Summarize the personal account of living with Polycythemia Vera in three sentences.

▶ SUPPLIED PASSAGE:
--------

The common denominator is the rare disease we are facing. Although the medications we receive may be similar, sometimes our body’s reactions are different. Despite the unconditional support and help from family and friends, our fight goes under the radar, due to its rarity. The aim of my story is to share my journey, raise awareness, and give hope.
Back in 2012, a random CT scan showed two pulmonary embolisms. Since I was asymptomatic, it was a big unwanted surprise. The pulmonologist sent me to perform a bunch of tests, few of them worthy of Dr. House’s case scenarios. Perhaps, blood clots don’t ring a bell in every doctor’s book; consequently, the hematology department was not on the list. Following the embolisms, the doctor prescribed me blood thinners, which arguably saved my life for three more years.
I started to experience a few strange symptoms; an unbearable itching after taking a hot shower, visual migraines, bone pain, lack of concentration, and extreme fatigue. Prior to those symptoms, I exercised almost daily, and I had an active lifestyle. It became almost impossible to exercise; symptoms worsen during the night when I experienced burning feelings in my arms and feet and bone pain. My sleep, along with my quality of life depreciated slowly but steadily. Furthermore, the stress and anxiety set in. The regular medical check-ups showed slightly elevated hematocrit and hemoglobin levels, but nothing else. I began to seriously question my mental state.
My blood test following the appointment with a rheumatologist showed elevated hematocrit and hemoglobin values. I was referred to a hematologist for further investigations. While awaiting the results for the JAK2 mutation, two phlebotomies were performed; it was such a relief. I was diagnosed with Polycythemia Vera in December 2015. It was both a shock and a relief, after three painful years. But the real challenge was just started; it was only the tip of the iceberg.
I started the therapy with hydroxyurea (Hydrea) but it didn’t work. Consequently, I was referred to a hematologist-oncologist with a high degree of clinical expertise in MPN’s. And such, I started therapy with PEGASYS (peginterferon alfa-2a).
Nowadays, as one can get information via the internet, I tried to become a competent patient. After a few dosage and frequency adjustments, the positive effects were obvious. In addition, it removed the itching and lessened bone pain symptoms.

--------

▶ DATA RECORDS:

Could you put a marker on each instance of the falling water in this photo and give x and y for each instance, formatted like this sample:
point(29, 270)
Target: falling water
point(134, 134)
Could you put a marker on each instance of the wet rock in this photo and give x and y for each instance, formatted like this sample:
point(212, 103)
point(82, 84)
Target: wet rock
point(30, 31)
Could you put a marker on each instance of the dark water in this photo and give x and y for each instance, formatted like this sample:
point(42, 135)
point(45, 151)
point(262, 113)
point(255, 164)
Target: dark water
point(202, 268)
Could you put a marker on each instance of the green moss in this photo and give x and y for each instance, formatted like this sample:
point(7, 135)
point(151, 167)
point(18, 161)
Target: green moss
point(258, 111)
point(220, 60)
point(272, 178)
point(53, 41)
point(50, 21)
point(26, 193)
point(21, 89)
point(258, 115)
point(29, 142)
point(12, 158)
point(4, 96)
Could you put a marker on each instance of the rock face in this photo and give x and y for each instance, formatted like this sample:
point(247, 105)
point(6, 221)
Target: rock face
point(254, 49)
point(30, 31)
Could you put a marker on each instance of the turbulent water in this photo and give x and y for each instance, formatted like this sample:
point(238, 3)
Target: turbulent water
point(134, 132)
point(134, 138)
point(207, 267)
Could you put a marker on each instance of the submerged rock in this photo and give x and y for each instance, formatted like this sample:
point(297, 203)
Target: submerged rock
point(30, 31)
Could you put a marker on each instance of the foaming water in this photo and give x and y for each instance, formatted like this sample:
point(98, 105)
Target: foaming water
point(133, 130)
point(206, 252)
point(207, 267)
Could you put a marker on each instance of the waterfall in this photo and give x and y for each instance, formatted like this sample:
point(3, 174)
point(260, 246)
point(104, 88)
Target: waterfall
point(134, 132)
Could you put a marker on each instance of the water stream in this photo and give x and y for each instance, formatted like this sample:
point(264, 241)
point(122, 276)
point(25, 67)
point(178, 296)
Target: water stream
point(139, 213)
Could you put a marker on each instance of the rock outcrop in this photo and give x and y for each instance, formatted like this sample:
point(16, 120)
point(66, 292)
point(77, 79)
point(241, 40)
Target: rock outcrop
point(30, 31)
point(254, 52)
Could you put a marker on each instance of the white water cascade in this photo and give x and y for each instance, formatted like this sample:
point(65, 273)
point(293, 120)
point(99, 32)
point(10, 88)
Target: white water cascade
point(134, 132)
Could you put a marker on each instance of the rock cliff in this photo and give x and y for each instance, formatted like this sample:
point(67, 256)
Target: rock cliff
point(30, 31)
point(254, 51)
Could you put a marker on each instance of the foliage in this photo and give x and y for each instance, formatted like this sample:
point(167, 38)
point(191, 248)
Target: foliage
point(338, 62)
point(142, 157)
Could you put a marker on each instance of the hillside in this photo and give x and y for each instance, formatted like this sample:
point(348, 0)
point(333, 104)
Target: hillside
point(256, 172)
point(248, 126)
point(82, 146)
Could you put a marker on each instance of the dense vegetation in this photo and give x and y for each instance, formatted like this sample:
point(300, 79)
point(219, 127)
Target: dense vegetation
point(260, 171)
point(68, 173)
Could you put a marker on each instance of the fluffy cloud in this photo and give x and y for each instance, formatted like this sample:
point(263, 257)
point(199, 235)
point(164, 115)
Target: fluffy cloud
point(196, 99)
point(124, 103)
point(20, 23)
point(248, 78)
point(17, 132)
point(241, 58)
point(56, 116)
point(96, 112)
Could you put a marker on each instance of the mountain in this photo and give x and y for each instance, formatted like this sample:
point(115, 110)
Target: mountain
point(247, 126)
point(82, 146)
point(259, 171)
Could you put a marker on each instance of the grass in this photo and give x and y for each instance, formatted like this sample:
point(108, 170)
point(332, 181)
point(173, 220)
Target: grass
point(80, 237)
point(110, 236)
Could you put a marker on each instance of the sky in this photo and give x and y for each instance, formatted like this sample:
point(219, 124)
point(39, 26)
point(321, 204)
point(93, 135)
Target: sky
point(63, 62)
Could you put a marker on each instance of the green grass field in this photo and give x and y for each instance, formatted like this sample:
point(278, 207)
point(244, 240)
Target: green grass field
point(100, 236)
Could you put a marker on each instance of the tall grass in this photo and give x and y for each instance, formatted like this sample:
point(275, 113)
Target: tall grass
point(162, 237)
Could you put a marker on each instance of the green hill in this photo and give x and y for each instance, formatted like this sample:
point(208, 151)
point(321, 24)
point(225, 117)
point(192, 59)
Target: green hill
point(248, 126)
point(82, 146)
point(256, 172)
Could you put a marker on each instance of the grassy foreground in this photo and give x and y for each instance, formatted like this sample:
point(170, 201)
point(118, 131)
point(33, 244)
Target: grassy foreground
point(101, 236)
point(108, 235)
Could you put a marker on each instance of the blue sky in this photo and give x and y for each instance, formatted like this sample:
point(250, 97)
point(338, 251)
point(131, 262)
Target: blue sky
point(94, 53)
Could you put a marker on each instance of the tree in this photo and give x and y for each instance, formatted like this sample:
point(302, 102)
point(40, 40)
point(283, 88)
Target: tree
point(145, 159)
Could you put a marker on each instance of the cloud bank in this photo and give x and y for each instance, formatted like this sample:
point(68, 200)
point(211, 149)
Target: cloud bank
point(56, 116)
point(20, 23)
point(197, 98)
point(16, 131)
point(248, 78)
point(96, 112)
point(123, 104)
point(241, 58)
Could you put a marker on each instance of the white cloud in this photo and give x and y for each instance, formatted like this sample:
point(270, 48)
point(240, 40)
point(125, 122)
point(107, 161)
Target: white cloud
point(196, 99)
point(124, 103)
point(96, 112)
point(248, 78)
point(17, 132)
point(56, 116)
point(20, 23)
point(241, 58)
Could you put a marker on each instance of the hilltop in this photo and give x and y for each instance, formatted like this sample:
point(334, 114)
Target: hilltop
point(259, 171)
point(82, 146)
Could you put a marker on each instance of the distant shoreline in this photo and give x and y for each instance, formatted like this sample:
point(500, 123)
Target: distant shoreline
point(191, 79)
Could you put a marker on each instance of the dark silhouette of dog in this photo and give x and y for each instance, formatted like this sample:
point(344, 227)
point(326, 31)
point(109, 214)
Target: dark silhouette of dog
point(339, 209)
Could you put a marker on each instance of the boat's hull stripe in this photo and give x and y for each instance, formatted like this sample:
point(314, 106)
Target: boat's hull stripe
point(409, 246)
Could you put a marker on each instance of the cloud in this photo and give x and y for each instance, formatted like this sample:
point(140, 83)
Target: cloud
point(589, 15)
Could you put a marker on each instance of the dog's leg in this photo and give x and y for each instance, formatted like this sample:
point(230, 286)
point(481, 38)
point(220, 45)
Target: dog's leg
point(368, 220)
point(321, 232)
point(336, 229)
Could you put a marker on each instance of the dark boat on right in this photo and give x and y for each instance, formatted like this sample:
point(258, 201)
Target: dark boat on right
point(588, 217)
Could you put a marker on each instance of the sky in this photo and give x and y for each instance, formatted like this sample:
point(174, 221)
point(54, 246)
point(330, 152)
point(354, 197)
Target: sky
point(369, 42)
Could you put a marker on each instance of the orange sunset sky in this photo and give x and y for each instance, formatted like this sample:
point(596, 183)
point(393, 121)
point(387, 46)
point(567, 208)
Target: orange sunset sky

--------

▶ TASK RESPONSE:
A CT scan in 2012 unexpectedly showed two pulmonary embolisms in the writer, who was then prescribed blood thinners. The writer later developed symptoms such as itching after hot showers, visual migraines, bone pain and extreme fatigue, while regular check-ups showed only slightly elevated hematocrit and hemoglobin levels. A hematologist diagnosed Polycythemia Vera in December 2015, and after hydroxyurea failed, PEGASYS therapy, with some dosage and frequency adjustments, removed the itching and lessened the bone pain.